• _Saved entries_
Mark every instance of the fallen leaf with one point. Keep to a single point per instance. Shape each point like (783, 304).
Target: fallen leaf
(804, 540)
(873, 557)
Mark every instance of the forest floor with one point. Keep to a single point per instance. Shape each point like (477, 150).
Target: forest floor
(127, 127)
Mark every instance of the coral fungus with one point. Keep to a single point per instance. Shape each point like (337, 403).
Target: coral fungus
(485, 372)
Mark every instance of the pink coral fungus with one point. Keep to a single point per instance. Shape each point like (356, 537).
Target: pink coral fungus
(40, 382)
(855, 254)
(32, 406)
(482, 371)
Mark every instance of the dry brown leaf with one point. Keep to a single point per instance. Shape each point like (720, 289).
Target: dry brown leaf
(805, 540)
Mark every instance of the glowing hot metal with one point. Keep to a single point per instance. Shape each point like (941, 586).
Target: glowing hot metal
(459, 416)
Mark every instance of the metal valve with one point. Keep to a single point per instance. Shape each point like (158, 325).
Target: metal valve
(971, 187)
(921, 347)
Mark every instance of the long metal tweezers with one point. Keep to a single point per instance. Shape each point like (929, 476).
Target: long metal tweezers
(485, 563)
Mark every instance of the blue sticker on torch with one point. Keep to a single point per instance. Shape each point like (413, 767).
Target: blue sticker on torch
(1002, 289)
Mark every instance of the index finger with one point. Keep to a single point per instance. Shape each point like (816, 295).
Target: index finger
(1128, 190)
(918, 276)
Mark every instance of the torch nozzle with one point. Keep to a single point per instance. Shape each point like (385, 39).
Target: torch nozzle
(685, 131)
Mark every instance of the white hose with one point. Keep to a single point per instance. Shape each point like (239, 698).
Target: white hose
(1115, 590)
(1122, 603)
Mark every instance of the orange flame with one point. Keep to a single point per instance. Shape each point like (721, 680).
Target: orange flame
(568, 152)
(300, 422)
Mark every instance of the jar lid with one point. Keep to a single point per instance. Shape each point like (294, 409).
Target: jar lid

• _WHAT IS EXPECTED_
The full set of records, transcribed exactly, is the answer.

• _RESULT_
Mark every instance of the fallen leaf with one point. Keep to a single point per instance. Shape each point like (783, 304).
Target: fallen leaf
(804, 540)
(873, 557)
Mark every instance of the forest floor with one point. Keep to a single point per instance. Shape each point like (477, 150).
Target: forest floor
(127, 127)
Mark every instance of the coral fungus with one point. Keep to a single point per instance. Shape each point like (337, 403).
Target: coral fungus
(485, 372)
Mark every instance of the pink coral fungus with one point. Keep to a single point per instance. Shape each point like (356, 537).
Target: pink coral fungus
(40, 382)
(855, 254)
(32, 406)
(482, 371)
Mark every instance of the dry brown leaf with one point. Keep to a single point per instance. Shape each point like (720, 289).
Target: dry brown leaf
(805, 540)
Mark every instance of the glowing hot metal with one point. Keep to a single point per instance. Shape each point like (941, 586).
Target: glowing hot metal
(459, 416)
Mark every instance of the metal valve with one point. Keep to a single point per instance. Shape each point like (158, 325).
Target: metal valve
(971, 187)
(921, 347)
Mark every instance of the long metal tweezers with one point. Keep to a single point per instance. Shape each point like (929, 476).
Target: long metal tweezers
(485, 563)
Mark every instance of the blue sticker on torch with one point. Keep to a single point per instance. Shape each point like (413, 767).
Target: blue sticker on torch
(1002, 289)
Mark every instance of the index finger with one point. Keep to a single point per instance. Shape each point like (816, 295).
Target: index finger
(1128, 190)
(918, 276)
Mark every instance of the torch nozzle with one point. Keep to a single point per instance. Shape each point like (385, 39).
Target: torch nozzle
(685, 131)
Mark every instance of the white hose with one point. Keep to a single point per instance. Shape each point like (239, 698).
Target: white hose
(1115, 590)
(1122, 603)
Mark every instance of the orange flame with one point. Keep to a single point per instance. Shape each point like (721, 680).
Target: orange flame
(568, 152)
(300, 422)
Mark every instance of the jar lid with one point. Keep to a single point per instance. Shape each point like (294, 409).
Target: jar lid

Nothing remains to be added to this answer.